**REQUIRED ACTIONS:**
1. In the discussion of higher education funding, rewrite the part that opens with the words containing "We need to move" and closes with "offering them training.", substituting "continuing education" for "lifelong learning".
2. List every duration that the discussion of higher education funding gives as a number of months or years.
3. Extend the discussion of higher education funding with a further passage that follows on from its final sentence.

>> begin TEXT SHOWN

I think there would have to be a transitional phase where certain employers can have certain jobs designated as non-graduate and be allowed to employ graduates in them. Those with student debts from the current system would have them taken back by the state. Any change in funding system is going to be painful while it works through. The generation between around 1990-2010 have incurred huge costs that others have not had to bear. There would have to be short-term tweaks to level out the playing field.
 
This is not a terrible proposal, and certainly could be made palatable to say Labour (which I don't mean in a bad way).

I think HE should be funded from corporation tax which should be increased specifically for that - with tax breaks for businesses (and grants for public and third sector orgs) that fund part time degrees for employees, and for those that work with outside providers whether unions, colleges etc to provide different and maybe informal learning structures for those empolyees who want it.

We need to move towards more of a culture of lifelong learning for personal development and personal enjoyment, and since the employers will benefit from a happier and more educated workforce then yes they should shoulder the costs.
 
Yep. No better way to keep your staff happy than offering them training.

At one place I worked, the median survival in my role (the majority of staff in that unit) was 18 months. Then they fucked off to better paid jobs in industry. When my boss took over as Chief Big Cheese at the first staff meeting he said "Look, I have no control over your pay and grades. I will fight as hard as I can for all of you but it is not my decision. What I can do is offer you the best possible training so that you can go off and be better treated elsewhere." Junior staff were encouraged to submit abstracts for conferences and paid to go and present them if they were successful, others took over the finances and saved us tens of thousands which was spent on better equipment and training, and several of us did part-time degrees.

By the time I left, four years later, the median survival was five years. Hardly anyone had left in the interim.

>> end TEXT SHOWN
>> begin RECORD EXTRACTS

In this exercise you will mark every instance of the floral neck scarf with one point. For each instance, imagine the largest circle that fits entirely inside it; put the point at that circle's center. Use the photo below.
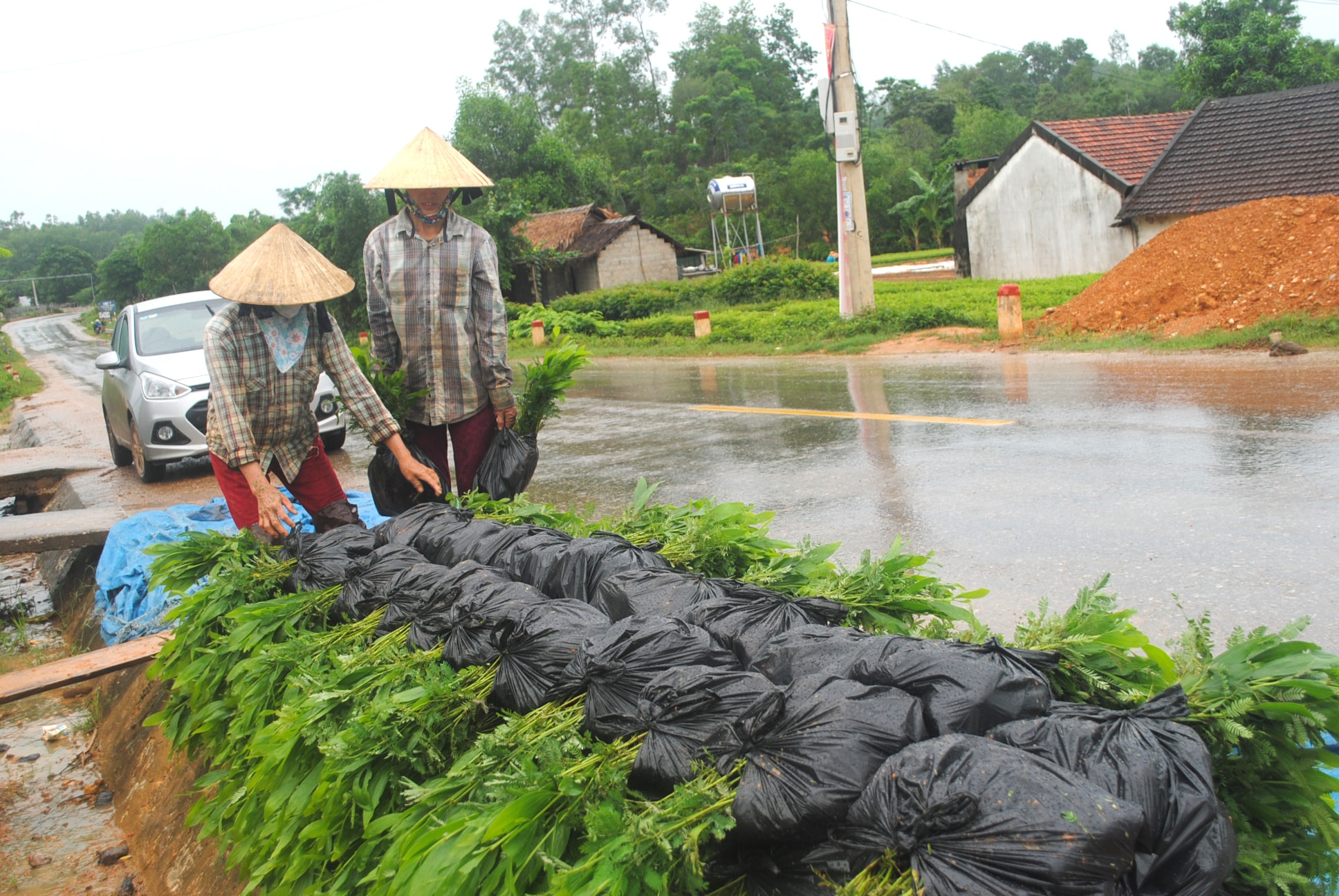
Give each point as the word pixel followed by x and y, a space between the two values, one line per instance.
pixel 286 338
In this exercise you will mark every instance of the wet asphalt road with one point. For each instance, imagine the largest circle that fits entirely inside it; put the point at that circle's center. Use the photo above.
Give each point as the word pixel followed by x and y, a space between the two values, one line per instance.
pixel 1208 477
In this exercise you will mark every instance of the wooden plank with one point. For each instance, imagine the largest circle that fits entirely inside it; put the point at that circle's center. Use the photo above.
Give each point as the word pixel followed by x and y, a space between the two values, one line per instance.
pixel 58 531
pixel 39 470
pixel 80 669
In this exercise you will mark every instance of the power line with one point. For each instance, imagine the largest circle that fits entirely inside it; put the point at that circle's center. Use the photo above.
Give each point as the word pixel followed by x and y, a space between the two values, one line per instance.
pixel 188 41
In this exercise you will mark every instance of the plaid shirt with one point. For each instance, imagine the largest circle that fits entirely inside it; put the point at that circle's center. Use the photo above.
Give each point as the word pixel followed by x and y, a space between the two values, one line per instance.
pixel 436 308
pixel 257 414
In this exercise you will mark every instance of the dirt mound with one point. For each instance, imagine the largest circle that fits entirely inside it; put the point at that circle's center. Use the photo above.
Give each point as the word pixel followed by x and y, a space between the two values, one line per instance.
pixel 1223 270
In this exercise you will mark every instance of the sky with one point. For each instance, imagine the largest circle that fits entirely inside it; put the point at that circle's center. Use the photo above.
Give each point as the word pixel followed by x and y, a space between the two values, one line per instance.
pixel 181 105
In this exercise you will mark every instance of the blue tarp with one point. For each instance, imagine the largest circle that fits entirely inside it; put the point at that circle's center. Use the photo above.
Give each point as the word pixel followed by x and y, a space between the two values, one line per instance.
pixel 129 610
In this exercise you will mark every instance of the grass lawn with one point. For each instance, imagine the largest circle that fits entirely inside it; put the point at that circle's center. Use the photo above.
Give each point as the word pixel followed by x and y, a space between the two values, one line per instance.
pixel 907 257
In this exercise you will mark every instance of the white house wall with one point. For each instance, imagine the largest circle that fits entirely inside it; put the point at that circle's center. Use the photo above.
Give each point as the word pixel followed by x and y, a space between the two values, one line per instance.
pixel 1045 216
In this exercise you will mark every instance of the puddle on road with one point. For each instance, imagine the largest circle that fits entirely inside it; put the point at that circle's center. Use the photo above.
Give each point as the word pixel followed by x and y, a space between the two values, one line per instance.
pixel 55 812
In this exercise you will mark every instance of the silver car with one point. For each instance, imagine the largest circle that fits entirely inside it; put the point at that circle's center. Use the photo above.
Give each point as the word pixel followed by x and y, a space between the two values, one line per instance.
pixel 156 387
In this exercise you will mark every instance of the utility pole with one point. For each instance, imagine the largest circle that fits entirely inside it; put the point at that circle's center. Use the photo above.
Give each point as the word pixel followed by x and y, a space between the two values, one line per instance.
pixel 858 283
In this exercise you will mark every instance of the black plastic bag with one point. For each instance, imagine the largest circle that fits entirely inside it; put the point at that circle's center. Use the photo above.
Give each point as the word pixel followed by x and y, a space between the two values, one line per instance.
pixel 407 595
pixel 433 617
pixel 652 592
pixel 811 752
pixel 808 650
pixel 678 709
pixel 506 468
pixel 474 617
pixel 406 528
pixel 369 580
pixel 977 816
pixel 616 664
pixel 536 646
pixel 967 689
pixel 322 559
pixel 1148 757
pixel 748 617
pixel 578 572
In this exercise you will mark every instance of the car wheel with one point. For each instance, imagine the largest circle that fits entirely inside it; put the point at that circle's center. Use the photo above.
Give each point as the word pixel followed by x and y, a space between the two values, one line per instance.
pixel 120 453
pixel 147 470
pixel 334 440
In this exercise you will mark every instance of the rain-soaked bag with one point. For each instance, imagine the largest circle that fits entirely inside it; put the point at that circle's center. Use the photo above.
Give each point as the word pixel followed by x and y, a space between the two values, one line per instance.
pixel 586 563
pixel 406 528
pixel 407 595
pixel 474 617
pixel 808 650
pixel 811 750
pixel 977 816
pixel 322 559
pixel 369 580
pixel 748 617
pixel 678 710
pixel 613 666
pixel 433 617
pixel 967 689
pixel 391 492
pixel 535 646
pixel 652 592
pixel 1145 756
pixel 506 468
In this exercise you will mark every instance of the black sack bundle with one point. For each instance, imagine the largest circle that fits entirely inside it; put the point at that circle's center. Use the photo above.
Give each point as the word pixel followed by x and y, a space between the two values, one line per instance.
pixel 748 617
pixel 1145 756
pixel 433 617
pixel 407 595
pixel 977 816
pixel 586 563
pixel 473 618
pixel 652 592
pixel 811 750
pixel 508 467
pixel 406 528
pixel 679 709
pixel 808 650
pixel 322 559
pixel 391 492
pixel 613 666
pixel 535 646
pixel 967 689
pixel 369 580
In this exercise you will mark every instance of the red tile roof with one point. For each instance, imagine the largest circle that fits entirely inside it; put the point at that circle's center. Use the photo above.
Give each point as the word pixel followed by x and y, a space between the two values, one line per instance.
pixel 1125 145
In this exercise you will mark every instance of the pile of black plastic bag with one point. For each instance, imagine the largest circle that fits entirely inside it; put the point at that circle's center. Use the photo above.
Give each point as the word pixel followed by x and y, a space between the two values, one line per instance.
pixel 952 754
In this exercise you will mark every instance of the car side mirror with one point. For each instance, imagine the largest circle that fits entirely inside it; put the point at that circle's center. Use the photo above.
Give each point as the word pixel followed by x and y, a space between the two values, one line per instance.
pixel 109 361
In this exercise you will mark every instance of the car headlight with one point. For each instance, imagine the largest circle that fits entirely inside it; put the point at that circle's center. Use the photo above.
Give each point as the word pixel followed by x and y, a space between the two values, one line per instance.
pixel 156 386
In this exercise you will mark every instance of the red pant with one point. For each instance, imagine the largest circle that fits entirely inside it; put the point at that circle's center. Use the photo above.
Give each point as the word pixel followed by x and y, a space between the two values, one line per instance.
pixel 315 487
pixel 470 441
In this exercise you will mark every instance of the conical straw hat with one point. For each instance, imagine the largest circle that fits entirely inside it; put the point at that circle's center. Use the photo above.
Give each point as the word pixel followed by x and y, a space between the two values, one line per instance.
pixel 427 162
pixel 280 268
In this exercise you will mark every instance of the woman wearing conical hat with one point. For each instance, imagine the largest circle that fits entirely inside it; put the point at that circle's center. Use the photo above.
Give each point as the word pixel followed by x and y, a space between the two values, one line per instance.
pixel 264 357
pixel 436 307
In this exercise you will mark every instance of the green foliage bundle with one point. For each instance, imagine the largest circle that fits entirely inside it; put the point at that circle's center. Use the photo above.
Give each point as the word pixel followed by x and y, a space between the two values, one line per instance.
pixel 339 764
pixel 546 382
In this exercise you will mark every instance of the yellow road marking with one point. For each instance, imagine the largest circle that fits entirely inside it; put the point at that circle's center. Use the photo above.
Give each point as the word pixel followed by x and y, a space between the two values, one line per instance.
pixel 853 416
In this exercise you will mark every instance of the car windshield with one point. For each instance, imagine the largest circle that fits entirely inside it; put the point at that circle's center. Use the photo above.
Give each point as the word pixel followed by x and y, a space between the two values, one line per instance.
pixel 177 328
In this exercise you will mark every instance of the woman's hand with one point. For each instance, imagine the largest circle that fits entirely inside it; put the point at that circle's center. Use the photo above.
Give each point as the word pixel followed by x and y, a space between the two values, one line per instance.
pixel 272 507
pixel 417 474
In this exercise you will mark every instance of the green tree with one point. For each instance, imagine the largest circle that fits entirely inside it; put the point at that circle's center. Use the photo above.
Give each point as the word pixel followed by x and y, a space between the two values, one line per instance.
pixel 335 213
pixel 120 274
pixel 67 263
pixel 181 254
pixel 1235 47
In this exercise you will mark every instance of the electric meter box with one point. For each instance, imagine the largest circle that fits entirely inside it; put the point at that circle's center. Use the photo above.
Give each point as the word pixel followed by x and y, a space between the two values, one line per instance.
pixel 847 137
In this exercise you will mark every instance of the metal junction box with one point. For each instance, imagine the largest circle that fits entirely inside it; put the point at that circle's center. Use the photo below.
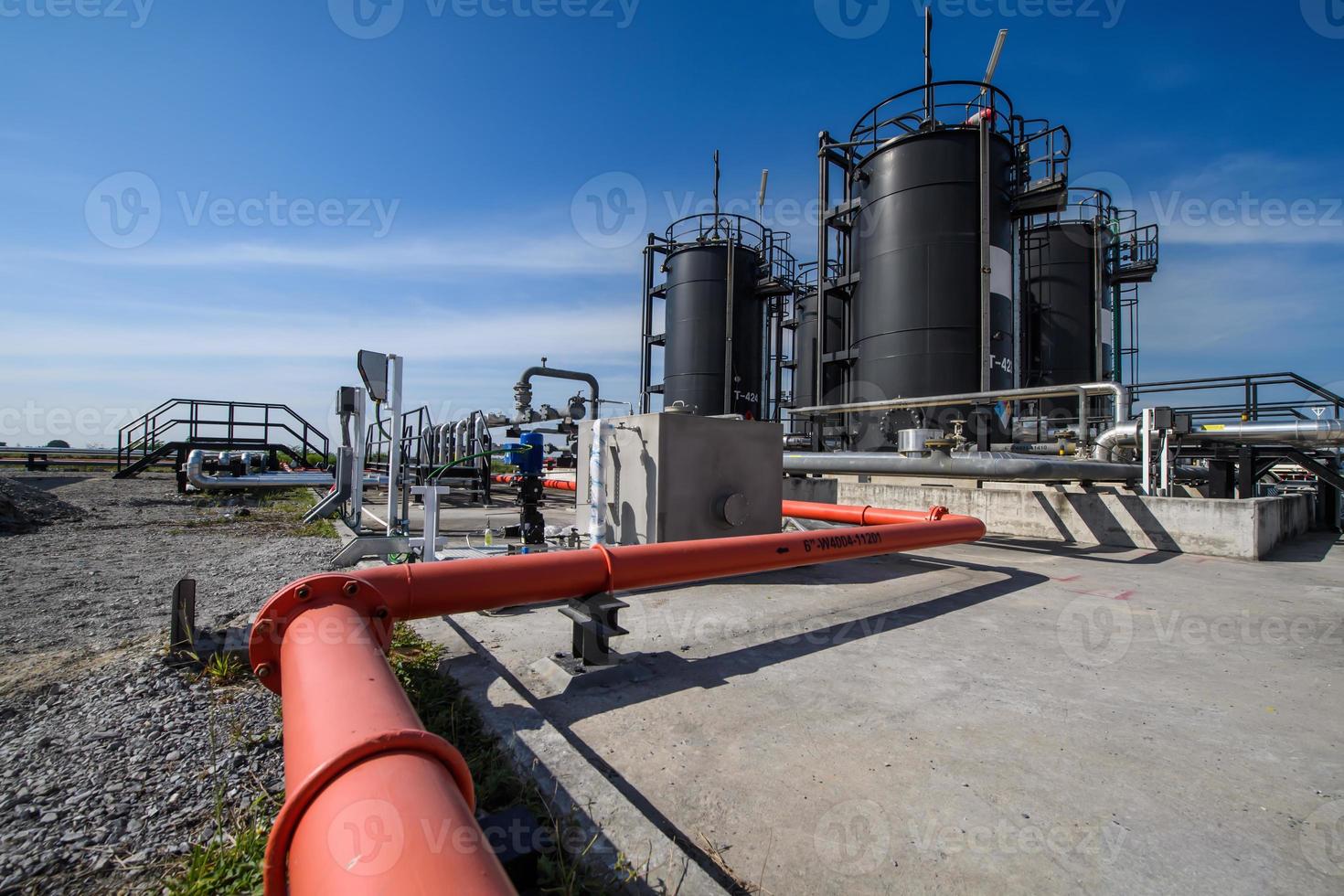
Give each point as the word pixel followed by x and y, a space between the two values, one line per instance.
pixel 679 477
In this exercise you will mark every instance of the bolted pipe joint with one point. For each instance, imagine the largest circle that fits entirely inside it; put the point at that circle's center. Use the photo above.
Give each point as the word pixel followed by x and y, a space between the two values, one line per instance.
pixel 312 592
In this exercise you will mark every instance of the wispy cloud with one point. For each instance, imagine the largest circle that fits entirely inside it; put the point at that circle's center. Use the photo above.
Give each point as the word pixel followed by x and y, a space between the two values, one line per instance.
pixel 1252 199
pixel 446 254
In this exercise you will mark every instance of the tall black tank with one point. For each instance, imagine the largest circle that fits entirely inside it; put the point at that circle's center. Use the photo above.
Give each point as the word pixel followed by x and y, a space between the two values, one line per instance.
pixel 915 243
pixel 1064 291
pixel 805 348
pixel 694 366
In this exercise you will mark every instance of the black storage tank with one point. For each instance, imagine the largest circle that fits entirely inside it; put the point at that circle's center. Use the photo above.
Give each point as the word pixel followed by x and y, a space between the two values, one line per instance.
pixel 1064 291
pixel 915 243
pixel 694 366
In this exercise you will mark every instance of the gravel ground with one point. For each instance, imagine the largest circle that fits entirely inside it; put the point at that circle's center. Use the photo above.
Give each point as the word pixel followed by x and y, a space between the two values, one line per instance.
pixel 112 763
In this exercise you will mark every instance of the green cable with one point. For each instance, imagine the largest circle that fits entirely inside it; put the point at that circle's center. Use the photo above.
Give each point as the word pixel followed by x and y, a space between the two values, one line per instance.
pixel 472 457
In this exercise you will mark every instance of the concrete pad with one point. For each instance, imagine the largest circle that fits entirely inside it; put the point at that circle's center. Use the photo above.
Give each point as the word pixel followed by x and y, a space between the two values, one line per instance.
pixel 1018 718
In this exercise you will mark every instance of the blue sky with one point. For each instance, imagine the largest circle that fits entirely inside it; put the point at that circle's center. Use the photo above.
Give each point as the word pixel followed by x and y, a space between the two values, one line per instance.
pixel 292 185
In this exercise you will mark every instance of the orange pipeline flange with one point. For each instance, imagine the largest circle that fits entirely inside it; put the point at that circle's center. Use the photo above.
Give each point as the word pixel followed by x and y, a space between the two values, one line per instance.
pixel 268 632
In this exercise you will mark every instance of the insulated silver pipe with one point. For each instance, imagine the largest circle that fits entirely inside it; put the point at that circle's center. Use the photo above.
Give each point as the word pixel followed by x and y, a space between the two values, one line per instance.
pixel 1255 432
pixel 976 465
pixel 1120 395
pixel 208 483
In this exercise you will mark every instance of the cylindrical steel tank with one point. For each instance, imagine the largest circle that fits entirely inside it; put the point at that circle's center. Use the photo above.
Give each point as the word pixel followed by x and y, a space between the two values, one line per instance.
pixel 805 352
pixel 697 329
pixel 1064 289
pixel 915 243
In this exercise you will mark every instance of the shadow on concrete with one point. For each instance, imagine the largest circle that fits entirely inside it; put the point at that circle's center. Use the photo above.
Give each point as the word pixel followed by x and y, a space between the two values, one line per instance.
pixel 674 673
pixel 1155 531
pixel 1312 547
pixel 512 718
pixel 1104 526
pixel 1093 552
pixel 48 483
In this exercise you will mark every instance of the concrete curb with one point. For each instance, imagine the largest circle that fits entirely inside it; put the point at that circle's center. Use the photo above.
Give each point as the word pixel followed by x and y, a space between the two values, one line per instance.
pixel 615 833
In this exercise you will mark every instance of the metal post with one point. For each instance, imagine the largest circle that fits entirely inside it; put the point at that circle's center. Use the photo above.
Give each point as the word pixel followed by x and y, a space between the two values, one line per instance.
pixel 646 351
pixel 1147 448
pixel 1166 478
pixel 357 492
pixel 986 359
pixel 431 496
pixel 394 450
pixel 823 308
pixel 1246 472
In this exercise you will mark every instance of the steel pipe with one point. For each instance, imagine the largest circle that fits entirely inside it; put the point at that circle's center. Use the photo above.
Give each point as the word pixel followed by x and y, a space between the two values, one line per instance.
pixel 560 485
pixel 523 391
pixel 991 466
pixel 208 483
pixel 1120 395
pixel 1308 432
pixel 374 802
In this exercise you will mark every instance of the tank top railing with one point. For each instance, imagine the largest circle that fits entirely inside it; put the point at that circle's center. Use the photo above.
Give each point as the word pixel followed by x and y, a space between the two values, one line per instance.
pixel 945 103
pixel 1043 155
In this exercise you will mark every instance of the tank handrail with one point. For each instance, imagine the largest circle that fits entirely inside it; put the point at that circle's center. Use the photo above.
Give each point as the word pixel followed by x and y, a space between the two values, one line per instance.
pixel 729 228
pixel 987 97
pixel 1085 205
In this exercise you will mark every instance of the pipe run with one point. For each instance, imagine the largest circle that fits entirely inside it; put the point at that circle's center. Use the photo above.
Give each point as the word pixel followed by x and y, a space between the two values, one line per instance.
pixel 523 392
pixel 976 465
pixel 560 485
pixel 1118 394
pixel 208 483
pixel 374 804
pixel 1308 432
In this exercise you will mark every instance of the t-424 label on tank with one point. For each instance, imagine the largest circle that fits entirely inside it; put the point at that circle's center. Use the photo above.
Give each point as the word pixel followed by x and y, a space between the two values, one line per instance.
pixel 839 541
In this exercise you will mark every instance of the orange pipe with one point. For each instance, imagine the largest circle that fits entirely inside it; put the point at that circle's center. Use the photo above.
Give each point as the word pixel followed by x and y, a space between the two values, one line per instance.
pixel 562 485
pixel 862 515
pixel 360 782
pixel 374 805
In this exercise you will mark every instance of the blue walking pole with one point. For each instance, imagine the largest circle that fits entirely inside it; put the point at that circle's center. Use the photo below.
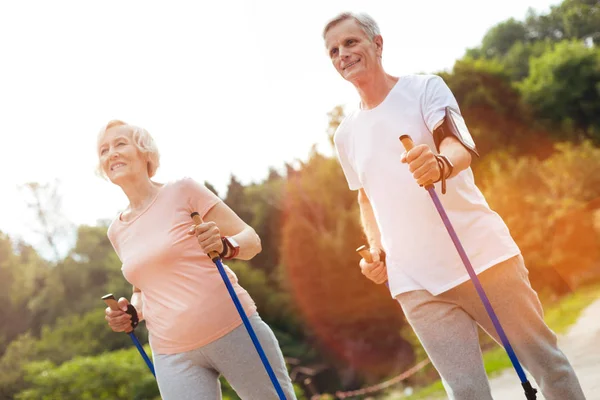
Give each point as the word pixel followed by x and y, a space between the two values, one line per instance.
pixel 110 301
pixel 530 392
pixel 238 305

>> end RECORD EXTRACTS

**OUTPUTS IN ORDER:**
1.
We need to move towards more of a culture of continuing education for personal development and personal enjoyment, and since the employers will benefit from a happier and more educated workforce then yes they should shoulder the costs.
 
Yep. No better way to keep your staff happy than offering them training.

2. 18 months, four years, five years

3.
Yes. There are far more graduates than we need. Hence, they are working in call centres and suddenly everyone needs a degree to do a job which does not require one. I am not in favour of too many university places. I think it is just a way of persuading people that they too can join the middle-class and hoping that they will forget that they are getting paid less than a skilled factory worker in this wonderful service-based economy of ours. The capacity currently being used to provide near useless degrees would be better used on other vocational skills, like the polys used to provide but no longer to because they're competing with universities now.

Lack of barriers and the cheapness of training up a non-graduate valued employee is intended to ensure that the people who can best use the education get it. Oiks who are destined for a job in daddies firm have a disincentive to do a degree. This is a good thing.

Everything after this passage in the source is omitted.